→ SOURCE TEXT:
Alaska’s state-owned development corporation can now spend up to $20 million to buy oil leases in the coastal plain of the Arctic National Wildlife Refuge.

The board of the Alaska Industrial Development and Export Authority unanimously approved the spending Wednesday night.

“I believe resource development is our future,” said AIDEA board member Albert Fogle. “A stronger resource development industry will trickle down into the other industries.”

The idea is that AIDEA could buy the drilling rights to tracts of land offered in the Trump administration’s lease sale on Jan. 6. And then, at some point, partner with companies to do the actual drilling.

It’s a way for the state to secure the rights to drill in the coastal plain in case no one else bids on the leases.

It’s a controversial move.

‘A ticket to decades of litigation’

Public comment at Wednesday’s meeting was dominated by people who opposed AIDEA bidding on the federal oil leases.

→ DATASET EXCERPTS:
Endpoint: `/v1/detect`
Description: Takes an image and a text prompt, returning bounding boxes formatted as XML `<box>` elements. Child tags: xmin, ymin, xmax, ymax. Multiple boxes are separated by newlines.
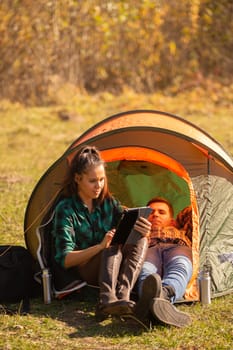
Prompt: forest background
<box><xmin>0</xmin><ymin>0</ymin><xmax>233</xmax><ymax>350</ymax></box>
<box><xmin>0</xmin><ymin>0</ymin><xmax>233</xmax><ymax>105</ymax></box>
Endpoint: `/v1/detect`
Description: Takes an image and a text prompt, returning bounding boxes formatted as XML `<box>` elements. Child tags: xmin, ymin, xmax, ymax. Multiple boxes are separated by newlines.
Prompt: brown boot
<box><xmin>150</xmin><ymin>286</ymin><xmax>191</xmax><ymax>327</ymax></box>
<box><xmin>96</xmin><ymin>245</ymin><xmax>131</xmax><ymax>320</ymax></box>
<box><xmin>134</xmin><ymin>273</ymin><xmax>162</xmax><ymax>322</ymax></box>
<box><xmin>117</xmin><ymin>230</ymin><xmax>148</xmax><ymax>305</ymax></box>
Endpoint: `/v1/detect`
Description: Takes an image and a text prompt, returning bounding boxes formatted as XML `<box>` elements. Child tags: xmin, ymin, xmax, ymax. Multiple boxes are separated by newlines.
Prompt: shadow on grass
<box><xmin>1</xmin><ymin>287</ymin><xmax>147</xmax><ymax>338</ymax></box>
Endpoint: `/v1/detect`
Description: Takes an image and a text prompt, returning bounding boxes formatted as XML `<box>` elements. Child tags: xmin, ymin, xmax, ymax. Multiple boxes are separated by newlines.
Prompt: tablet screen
<box><xmin>112</xmin><ymin>207</ymin><xmax>153</xmax><ymax>244</ymax></box>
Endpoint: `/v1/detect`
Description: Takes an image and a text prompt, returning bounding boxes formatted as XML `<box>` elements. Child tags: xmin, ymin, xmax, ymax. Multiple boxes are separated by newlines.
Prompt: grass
<box><xmin>0</xmin><ymin>87</ymin><xmax>233</xmax><ymax>350</ymax></box>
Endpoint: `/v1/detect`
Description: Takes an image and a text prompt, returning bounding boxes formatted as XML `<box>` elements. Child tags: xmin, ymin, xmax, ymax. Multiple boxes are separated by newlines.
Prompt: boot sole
<box><xmin>150</xmin><ymin>298</ymin><xmax>191</xmax><ymax>327</ymax></box>
<box><xmin>134</xmin><ymin>274</ymin><xmax>162</xmax><ymax>320</ymax></box>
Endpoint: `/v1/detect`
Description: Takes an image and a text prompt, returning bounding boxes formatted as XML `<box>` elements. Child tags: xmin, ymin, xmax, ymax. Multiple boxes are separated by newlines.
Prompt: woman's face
<box><xmin>148</xmin><ymin>202</ymin><xmax>172</xmax><ymax>227</ymax></box>
<box><xmin>75</xmin><ymin>164</ymin><xmax>105</xmax><ymax>203</ymax></box>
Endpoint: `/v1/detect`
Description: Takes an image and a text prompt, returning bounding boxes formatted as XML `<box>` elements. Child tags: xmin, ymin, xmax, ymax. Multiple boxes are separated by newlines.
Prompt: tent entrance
<box><xmin>101</xmin><ymin>147</ymin><xmax>199</xmax><ymax>300</ymax></box>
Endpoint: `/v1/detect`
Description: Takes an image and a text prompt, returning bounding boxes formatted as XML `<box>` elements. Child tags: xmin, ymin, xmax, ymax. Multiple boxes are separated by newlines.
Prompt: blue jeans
<box><xmin>137</xmin><ymin>244</ymin><xmax>193</xmax><ymax>303</ymax></box>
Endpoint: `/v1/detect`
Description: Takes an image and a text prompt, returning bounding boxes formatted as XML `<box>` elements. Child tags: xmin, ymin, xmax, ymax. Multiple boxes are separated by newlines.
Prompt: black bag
<box><xmin>0</xmin><ymin>245</ymin><xmax>35</xmax><ymax>312</ymax></box>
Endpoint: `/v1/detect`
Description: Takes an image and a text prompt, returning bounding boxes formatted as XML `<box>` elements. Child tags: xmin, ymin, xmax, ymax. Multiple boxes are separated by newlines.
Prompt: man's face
<box><xmin>148</xmin><ymin>202</ymin><xmax>173</xmax><ymax>228</ymax></box>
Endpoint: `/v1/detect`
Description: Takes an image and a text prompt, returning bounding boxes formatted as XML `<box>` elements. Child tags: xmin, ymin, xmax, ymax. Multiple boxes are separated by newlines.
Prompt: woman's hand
<box><xmin>134</xmin><ymin>216</ymin><xmax>151</xmax><ymax>237</ymax></box>
<box><xmin>100</xmin><ymin>229</ymin><xmax>116</xmax><ymax>249</ymax></box>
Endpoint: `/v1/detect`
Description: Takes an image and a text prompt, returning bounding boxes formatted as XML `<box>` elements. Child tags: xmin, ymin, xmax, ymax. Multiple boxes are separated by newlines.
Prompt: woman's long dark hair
<box><xmin>63</xmin><ymin>145</ymin><xmax>110</xmax><ymax>204</ymax></box>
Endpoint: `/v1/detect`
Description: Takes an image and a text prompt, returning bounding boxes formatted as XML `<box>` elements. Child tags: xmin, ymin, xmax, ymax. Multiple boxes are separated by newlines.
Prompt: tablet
<box><xmin>112</xmin><ymin>207</ymin><xmax>153</xmax><ymax>244</ymax></box>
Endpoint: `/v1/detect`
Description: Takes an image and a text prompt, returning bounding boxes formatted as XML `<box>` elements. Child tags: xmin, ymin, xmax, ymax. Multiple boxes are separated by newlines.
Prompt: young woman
<box><xmin>53</xmin><ymin>146</ymin><xmax>151</xmax><ymax>316</ymax></box>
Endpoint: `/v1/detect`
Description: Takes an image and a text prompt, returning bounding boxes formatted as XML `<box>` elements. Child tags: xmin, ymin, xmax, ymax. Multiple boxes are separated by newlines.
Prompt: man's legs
<box><xmin>162</xmin><ymin>255</ymin><xmax>193</xmax><ymax>303</ymax></box>
<box><xmin>135</xmin><ymin>245</ymin><xmax>192</xmax><ymax>327</ymax></box>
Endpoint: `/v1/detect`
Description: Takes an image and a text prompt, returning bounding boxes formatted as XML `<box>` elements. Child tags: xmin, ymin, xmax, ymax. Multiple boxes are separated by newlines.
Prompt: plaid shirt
<box><xmin>149</xmin><ymin>226</ymin><xmax>192</xmax><ymax>247</ymax></box>
<box><xmin>52</xmin><ymin>196</ymin><xmax>123</xmax><ymax>266</ymax></box>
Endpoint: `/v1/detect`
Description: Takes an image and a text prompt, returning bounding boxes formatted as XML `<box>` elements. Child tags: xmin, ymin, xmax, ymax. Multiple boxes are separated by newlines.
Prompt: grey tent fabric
<box><xmin>192</xmin><ymin>175</ymin><xmax>233</xmax><ymax>297</ymax></box>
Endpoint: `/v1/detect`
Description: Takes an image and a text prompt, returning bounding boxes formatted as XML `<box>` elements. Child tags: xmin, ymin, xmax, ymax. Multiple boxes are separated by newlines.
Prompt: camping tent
<box><xmin>24</xmin><ymin>110</ymin><xmax>233</xmax><ymax>300</ymax></box>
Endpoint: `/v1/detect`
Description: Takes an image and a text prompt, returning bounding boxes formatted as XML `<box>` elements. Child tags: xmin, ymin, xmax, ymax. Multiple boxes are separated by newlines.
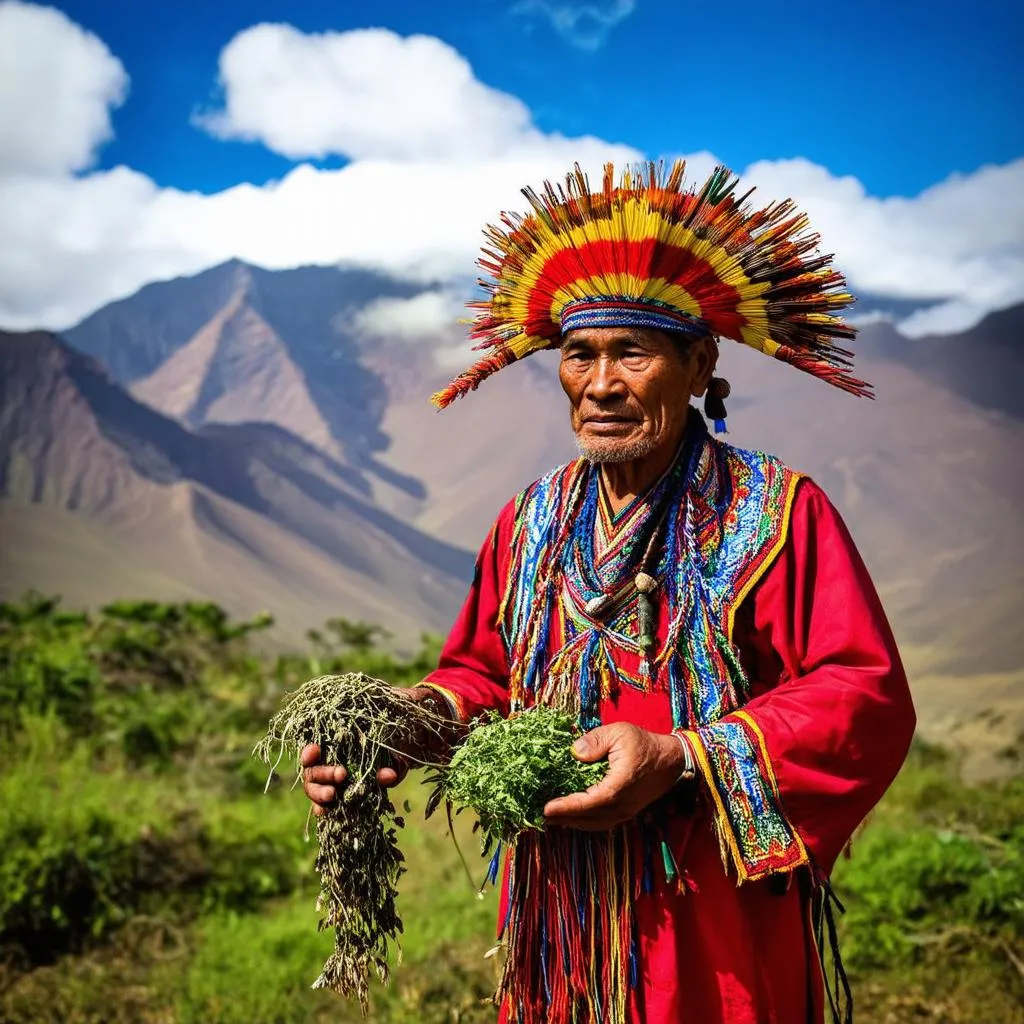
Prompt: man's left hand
<box><xmin>544</xmin><ymin>722</ymin><xmax>684</xmax><ymax>831</ymax></box>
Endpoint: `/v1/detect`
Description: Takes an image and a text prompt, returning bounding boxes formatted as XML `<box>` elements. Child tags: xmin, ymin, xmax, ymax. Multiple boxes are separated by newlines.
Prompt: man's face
<box><xmin>558</xmin><ymin>327</ymin><xmax>715</xmax><ymax>462</ymax></box>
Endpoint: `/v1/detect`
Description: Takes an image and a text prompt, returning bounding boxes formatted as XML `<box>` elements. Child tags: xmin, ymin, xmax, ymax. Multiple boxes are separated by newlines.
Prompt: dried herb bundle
<box><xmin>428</xmin><ymin>707</ymin><xmax>608</xmax><ymax>853</ymax></box>
<box><xmin>253</xmin><ymin>673</ymin><xmax>451</xmax><ymax>1013</ymax></box>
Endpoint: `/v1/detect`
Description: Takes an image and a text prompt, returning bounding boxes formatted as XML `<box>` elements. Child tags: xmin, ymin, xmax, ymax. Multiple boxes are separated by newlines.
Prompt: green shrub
<box><xmin>0</xmin><ymin>716</ymin><xmax>311</xmax><ymax>964</ymax></box>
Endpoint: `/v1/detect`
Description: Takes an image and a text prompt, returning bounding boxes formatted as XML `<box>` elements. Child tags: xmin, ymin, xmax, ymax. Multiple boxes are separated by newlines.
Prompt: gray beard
<box><xmin>575</xmin><ymin>436</ymin><xmax>654</xmax><ymax>465</ymax></box>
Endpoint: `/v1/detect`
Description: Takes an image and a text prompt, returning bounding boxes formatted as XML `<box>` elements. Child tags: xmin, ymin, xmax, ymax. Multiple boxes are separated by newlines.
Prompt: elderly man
<box><xmin>304</xmin><ymin>165</ymin><xmax>914</xmax><ymax>1024</ymax></box>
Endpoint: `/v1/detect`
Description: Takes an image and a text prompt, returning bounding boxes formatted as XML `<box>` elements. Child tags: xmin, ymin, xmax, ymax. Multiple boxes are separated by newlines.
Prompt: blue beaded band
<box><xmin>561</xmin><ymin>298</ymin><xmax>711</xmax><ymax>337</ymax></box>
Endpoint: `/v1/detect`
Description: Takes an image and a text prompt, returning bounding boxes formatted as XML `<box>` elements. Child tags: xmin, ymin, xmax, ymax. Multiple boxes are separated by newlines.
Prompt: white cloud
<box><xmin>200</xmin><ymin>25</ymin><xmax>539</xmax><ymax>160</ymax></box>
<box><xmin>512</xmin><ymin>0</ymin><xmax>637</xmax><ymax>50</ymax></box>
<box><xmin>0</xmin><ymin>14</ymin><xmax>1024</xmax><ymax>341</ymax></box>
<box><xmin>353</xmin><ymin>290</ymin><xmax>466</xmax><ymax>341</ymax></box>
<box><xmin>744</xmin><ymin>160</ymin><xmax>1024</xmax><ymax>331</ymax></box>
<box><xmin>0</xmin><ymin>0</ymin><xmax>128</xmax><ymax>174</ymax></box>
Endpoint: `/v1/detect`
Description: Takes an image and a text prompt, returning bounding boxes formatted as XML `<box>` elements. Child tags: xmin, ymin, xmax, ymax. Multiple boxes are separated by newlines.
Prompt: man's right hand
<box><xmin>299</xmin><ymin>743</ymin><xmax>409</xmax><ymax>816</ymax></box>
<box><xmin>299</xmin><ymin>686</ymin><xmax>456</xmax><ymax>816</ymax></box>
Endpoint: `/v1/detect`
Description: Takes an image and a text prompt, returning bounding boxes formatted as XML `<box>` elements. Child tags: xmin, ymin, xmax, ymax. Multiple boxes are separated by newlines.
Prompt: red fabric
<box><xmin>419</xmin><ymin>480</ymin><xmax>914</xmax><ymax>1024</ymax></box>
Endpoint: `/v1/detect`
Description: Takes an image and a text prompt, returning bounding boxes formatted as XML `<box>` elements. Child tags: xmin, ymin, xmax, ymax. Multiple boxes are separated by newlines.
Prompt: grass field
<box><xmin>0</xmin><ymin>599</ymin><xmax>1024</xmax><ymax>1024</ymax></box>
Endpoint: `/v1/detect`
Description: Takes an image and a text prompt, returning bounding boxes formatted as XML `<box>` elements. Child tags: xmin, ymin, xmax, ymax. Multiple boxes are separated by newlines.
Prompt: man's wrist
<box><xmin>672</xmin><ymin>729</ymin><xmax>697</xmax><ymax>782</ymax></box>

→ WHAT IS ASKED:
1: From the article on the Alaska oil leases, reproduce word for word the part that opens with the words containing "It’s a way for" and closes with "federal oil leases.".
2: List every sentence or phrase that the article on the Alaska oil leases places inside quotation marks.
3: Pick up the article on AIDEA and the Arctic refuge oil leases after its last sentence and keep writing it.

→ RESULTS BY TASK:
1:
It’s a way for the state to secure the rights to drill in the coastal plain in case no one else bids on the leases.

It’s a controversial move.

‘A ticket to decades of litigation’

Public comment at Wednesday’s meeting was dominated by people who opposed AIDEA bidding on the federal oil leases.

2:
- I believe resource development is our future,
- A stronger resource development industry will trickle down into the other industries.
- A ticket to decades of litigation

3:
Some cited concerns about drilling’s impact on the global climate, and on wildlife in the coastal plain, including polar bears and caribou.

“The Arctic refuge is a majestic landscape on which people and animals alike depend,” said Karlin Itchoak, state director for The Wilderness Society. “The Alaska Native communities like the Gwich’in and the Inupiaq have relied on and protected the refuge for millennia.”

Some asked: Why not put the $20 million toward diversifying Alaska’s economy instead?

“You are trying to patch a declining industry that the state of Alaska is already way too heavily invested in,” said Julian Dan, a graduate student at the University of Alaska Fairbanks.

Matthew Jackson, from Ketchikan, described AIDEA buying leases as “a ticket to decades of litigation.” It’d bring the state a lot of risk, some said.

Others said if oil companies really want to drill in the refuge, they’ll buy the leases themselves.

Diane Preston, from Fairbanks, was among many who blasted AIDEA for not providing more time for Alaskans to weigh in on whether it should spend money on oil leases.

The agency posted the text of the resolution approved Wednesday just two days before the meeting.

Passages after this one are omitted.